───── TEXT EXCERPT

# I'm Leaving for Canada



## OPC'n (Apr 1, 2009)

for Canada tomorrow and I want to take my mac with me. Am I going to have trouble hooking into WiFi or to my sister's internet. How do I hook into wireless when I'm gone from my wireless?


----------



## Zenas (Apr 1, 2009)

I fear for your safety. Canadia is not a land where one should tread easily.


----------



## VictorBravo (Apr 1, 2009)

sjonee said:


> for Canada tomorrow and I want to take my mac with me. Am I going to have trouble hooking into WiFi or to my sister's internet. How do I hook into wireless when I'm gone from my wireless?



If your sister has an ethernet cable, just plug it in and away you go. Otherwise, your Mac will look around for WiFi spots nearby. If it finds an unsecured spot, you can tell it to go ahead and connect.

If your sister has a secured WiFi, Mac will ask you for the password before connection.


----------



## OPC'n (Apr 1, 2009)

hmmmm....I lived there for six years and I stomped that ground. So, can you answer my question?


----------



## Idelette (Apr 1, 2009)

It will automatically find wireless connections in the area....you might have to get the security password from her though!


----------



## LawrenceU (Apr 1, 2009)

On your MacBook in the upper right part of the screen is the AirPort indicator. You should see it at home when you are wireless. It looks is a series of arcs. When you take a MacBook into a new area that has wireless it will pop up a box asking if you want to join that network. If you do, just click yes. If the connection needs a password it will ask for it. The computer will remember it and any other time you are there it will log you in. You can also 'click' the AirPort symbol in the upper right of your screen and it will drop down all available wireless connections. Select the one you want and away you go. Very easy.


----------



## VictorBravo (Apr 1, 2009)

I should have added that it is not proper to hook up to someone's unsecured WiFi unless it is clear that they allow it. Coffee shops, for instance, often offer free WiFi to their customers--that's fine. But connecting to your neighbor's isn't unless you have permission. It's a matter of taking someone else's resources.


----------



## Beth Ellen Nagle (Apr 1, 2009)

You taking us with ya?


----------



## OPC'n (Apr 1, 2009)

Thanks guys!!!!! Yep, I'm taking you guys with! I love you all too much to leave you behind!


----------



## Beth Ellen Nagle (Apr 1, 2009)

I pray for safe travel and good rest/enjoyment.


----------



## jfschultz (Apr 2, 2009)

There may be one other issue. If your sister's WiFi has access control enabled, she will need to either disable it or add the "MAC address" of your MacBook to the list.


----------



## Berean (Apr 2, 2009)

Sarah, you now have 3 "I'm going to Canada" threads going. I'm going, I'm at the airport, and for prayer. What's going to happen when you get there, eh?


----------

──────────

(REQUIRED TASKS):
- A) According to the forum thread on taking a Mac to Canada, what must the sister add to her WiFi's list if access control is enabled?
- B) List every distinct username that heads a post in the forum thread on taking a Mac to Canada.

───── DATA LINES

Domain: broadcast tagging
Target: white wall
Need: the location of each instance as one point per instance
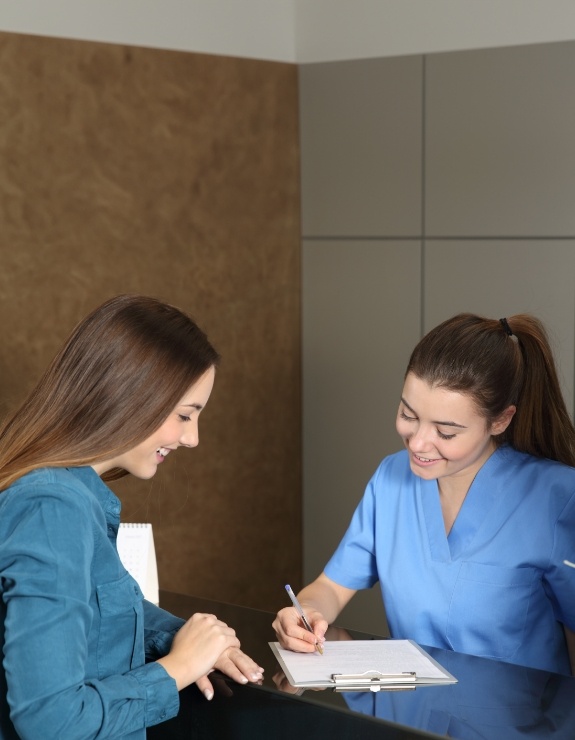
(330, 30)
(298, 30)
(262, 29)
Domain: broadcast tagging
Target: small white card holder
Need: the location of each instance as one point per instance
(135, 545)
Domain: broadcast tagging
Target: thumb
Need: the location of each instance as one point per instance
(205, 686)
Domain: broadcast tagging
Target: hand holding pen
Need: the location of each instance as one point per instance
(302, 616)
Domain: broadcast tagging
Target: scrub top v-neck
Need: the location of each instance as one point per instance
(496, 586)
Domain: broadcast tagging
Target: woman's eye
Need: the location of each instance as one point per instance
(445, 436)
(406, 417)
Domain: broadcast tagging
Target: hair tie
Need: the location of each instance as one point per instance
(506, 326)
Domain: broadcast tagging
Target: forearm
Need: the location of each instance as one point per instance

──────────

(RESULTS BY TASK):
- A) The "MAC address" of the MacBook.

- B) OPC'n, Zenas, VictorBravo, Idelette, LawrenceU, Beth Ellen Nagle, jfschultz, Berean